SOURCE EXTRACT:
Why is this here Connel — shouldn’t it be at WT:RFV? † Raifʻhār Doremítzwr 14:51, 8 July 2007 (UTC)Reply
Agree. It's shown as use on Google, so I couln't fathom any reason to delete it other than it being unattested. DAVilla 19:30, 8 July 2007 (UTC)Reply
Because this entire class of words are "nonce words." See Internet-related prefixes (and the many references there.) Obviously, our current CFI is too weak with regard to this class of passing-fad. This one I happened to notice on Special:Recentchanges...so it is now nominated. --Connel MacKenzie 05:13, 9 July 2007 (UTC)Reply
According to the current CFI, if there are three durably archived citations spanning at least a year it is not a "passing fad" for our purposes. Therefore unless you have personally checked and failed to find three such citations, it should be on RfV to allow others to cite the word if they can. If nobody can (which they will not be able to if it is truly a nonce word), then it can be deleted. Until that time the prominent "verification for this usage is being sought" is a big enough marker for users to be wary of the accuracy of the term.
If you think that the "current CFI is too weak with regard to this class of passing-fad" then you should be proposing, in the appropriate place, a strengthening of the CFI not unilaterally applying a different standard to the rest of the project. I wouldn't object to requiring the citations to span at least two years, and might be persuaded about three years (but I would have to see good arguments for this). Thryduulf 10:14, 9 July 2007 (UTC)Reply
I’m with Connel in his desire to do something to exclude these “nonce words”. They’ve mushroomed into ubiquity since the popularisation of the internet. Their meaning is always so obvious (especially the ones wherein the hyphen separating the prefix from the word is retained), that I doubt that their exclusion would bother anyone in practice. However, despite my opposition to this “entire class” of words, I would vote keep for e-quainted and e-quaintance, as the e- has displaced the initial ac- of acquainted and acquaintance, thus making it irregular prefixation (that is, if the words in question were e-acquainted and e-acquaintance, I would vote to delete them). † Raifʻhār Doremítzwr 15:21, 9 July 2007 (UTC)Reply
If they are "nonce words" then they will not meet our CFI. If they meet our CFI then they are not "nonce words". If you are not certain whether a word, any word, is a nonce word or not, then list it at RFV. If it fails RFV then it will be deleted after about a month.

STATED GOAL 1: Give each distinct name that signs a comment in the discussion above, one per line.

LISTED ENTRIES:

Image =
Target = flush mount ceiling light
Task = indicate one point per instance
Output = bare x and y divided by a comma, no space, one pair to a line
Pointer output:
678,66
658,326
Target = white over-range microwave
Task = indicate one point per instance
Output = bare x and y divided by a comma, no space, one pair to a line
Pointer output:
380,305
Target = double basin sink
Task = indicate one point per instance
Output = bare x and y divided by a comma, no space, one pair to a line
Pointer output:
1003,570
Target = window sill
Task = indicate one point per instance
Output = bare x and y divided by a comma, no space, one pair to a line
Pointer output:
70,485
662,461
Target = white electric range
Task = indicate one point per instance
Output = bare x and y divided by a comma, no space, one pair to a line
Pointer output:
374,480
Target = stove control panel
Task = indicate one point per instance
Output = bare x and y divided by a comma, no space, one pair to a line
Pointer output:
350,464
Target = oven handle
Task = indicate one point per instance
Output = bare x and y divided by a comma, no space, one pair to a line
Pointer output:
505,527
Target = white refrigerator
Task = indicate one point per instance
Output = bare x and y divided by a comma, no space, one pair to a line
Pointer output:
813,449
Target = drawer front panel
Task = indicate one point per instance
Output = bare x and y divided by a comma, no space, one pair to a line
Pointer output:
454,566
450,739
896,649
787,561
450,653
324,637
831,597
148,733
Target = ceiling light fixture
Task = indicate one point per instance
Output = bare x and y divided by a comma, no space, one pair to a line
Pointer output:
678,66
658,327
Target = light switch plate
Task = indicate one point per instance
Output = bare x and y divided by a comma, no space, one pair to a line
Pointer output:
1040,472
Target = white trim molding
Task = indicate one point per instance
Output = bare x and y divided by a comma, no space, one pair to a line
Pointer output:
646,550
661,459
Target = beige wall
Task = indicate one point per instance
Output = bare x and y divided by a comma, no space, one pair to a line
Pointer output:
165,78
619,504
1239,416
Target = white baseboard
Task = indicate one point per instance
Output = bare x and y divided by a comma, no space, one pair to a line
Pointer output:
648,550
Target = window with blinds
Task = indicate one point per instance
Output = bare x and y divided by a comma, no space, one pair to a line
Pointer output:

STATED GOAL 2: Return each line of the entries that contains the string "panel".

REPLY 1:
Raifʻhār Doremítzwr
DAVilla
Connel MacKenzie
Thryduulf

REPLY 2:
Target = stove control panel
Target = drawer front panel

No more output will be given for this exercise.